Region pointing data

= Beginning of Section =

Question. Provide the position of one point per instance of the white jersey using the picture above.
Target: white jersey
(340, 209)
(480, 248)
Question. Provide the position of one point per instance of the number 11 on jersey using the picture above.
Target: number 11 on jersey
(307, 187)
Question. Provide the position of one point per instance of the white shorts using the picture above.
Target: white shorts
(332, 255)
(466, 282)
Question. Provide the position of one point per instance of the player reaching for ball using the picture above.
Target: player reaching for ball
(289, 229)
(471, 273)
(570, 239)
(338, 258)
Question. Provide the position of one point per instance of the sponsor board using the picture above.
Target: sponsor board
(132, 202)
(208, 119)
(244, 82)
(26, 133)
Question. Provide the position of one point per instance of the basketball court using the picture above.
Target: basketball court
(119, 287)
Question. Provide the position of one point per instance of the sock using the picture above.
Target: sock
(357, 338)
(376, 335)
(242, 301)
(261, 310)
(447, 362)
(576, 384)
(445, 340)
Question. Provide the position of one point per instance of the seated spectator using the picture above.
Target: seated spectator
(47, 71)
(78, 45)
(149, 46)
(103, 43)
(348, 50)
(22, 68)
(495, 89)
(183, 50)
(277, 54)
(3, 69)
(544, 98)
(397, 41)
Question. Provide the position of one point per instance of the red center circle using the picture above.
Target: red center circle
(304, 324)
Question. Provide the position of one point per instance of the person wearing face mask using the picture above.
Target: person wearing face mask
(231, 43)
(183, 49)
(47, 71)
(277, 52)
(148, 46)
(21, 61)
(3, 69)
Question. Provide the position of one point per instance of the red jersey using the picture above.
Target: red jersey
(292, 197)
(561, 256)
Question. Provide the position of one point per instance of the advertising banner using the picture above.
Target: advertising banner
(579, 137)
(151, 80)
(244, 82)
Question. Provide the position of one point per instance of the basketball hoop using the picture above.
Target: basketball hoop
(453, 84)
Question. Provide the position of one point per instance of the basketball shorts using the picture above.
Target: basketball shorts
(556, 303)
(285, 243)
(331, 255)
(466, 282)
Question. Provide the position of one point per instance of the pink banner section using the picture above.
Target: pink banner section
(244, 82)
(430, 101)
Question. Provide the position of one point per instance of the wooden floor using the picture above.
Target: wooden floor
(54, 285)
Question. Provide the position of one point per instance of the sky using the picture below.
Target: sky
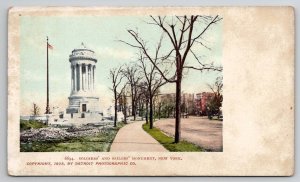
(100, 34)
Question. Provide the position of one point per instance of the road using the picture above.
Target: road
(132, 138)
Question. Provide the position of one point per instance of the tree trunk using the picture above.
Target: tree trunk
(116, 105)
(146, 115)
(159, 109)
(177, 108)
(151, 111)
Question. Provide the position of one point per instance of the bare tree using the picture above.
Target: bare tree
(153, 79)
(116, 77)
(216, 101)
(124, 104)
(35, 110)
(183, 33)
(131, 73)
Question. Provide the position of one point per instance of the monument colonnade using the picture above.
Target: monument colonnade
(83, 76)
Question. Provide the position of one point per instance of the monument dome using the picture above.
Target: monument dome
(83, 103)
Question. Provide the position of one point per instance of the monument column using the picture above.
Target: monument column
(75, 77)
(94, 77)
(72, 78)
(89, 74)
(80, 77)
(85, 82)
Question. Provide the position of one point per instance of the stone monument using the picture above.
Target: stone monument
(83, 102)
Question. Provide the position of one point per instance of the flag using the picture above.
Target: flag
(50, 46)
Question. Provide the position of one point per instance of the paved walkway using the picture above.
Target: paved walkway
(198, 130)
(132, 138)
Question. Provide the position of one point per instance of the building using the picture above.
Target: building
(82, 100)
(83, 103)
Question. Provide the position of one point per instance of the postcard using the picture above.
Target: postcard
(151, 91)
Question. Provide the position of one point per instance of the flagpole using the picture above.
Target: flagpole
(47, 106)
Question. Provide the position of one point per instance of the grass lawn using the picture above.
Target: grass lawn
(27, 125)
(168, 142)
(98, 143)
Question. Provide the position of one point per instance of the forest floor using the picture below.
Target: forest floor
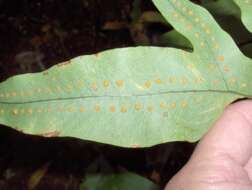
(35, 35)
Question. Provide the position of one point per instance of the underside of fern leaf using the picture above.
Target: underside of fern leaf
(135, 97)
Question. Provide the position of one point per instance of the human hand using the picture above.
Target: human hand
(223, 158)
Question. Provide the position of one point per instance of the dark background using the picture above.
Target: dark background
(36, 34)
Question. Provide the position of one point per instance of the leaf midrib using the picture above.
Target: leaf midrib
(129, 96)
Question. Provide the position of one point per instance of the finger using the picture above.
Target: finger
(231, 135)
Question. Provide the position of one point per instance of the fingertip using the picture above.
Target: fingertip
(231, 135)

= End of Section =

** Action item **
In the entries above, find lines with "below" and copy each.

** Response to the task **
Question. Provide the position of one point per instance of the sky using the picture below.
Question. Provide the position of one point per instance of the forest floor using the picture below.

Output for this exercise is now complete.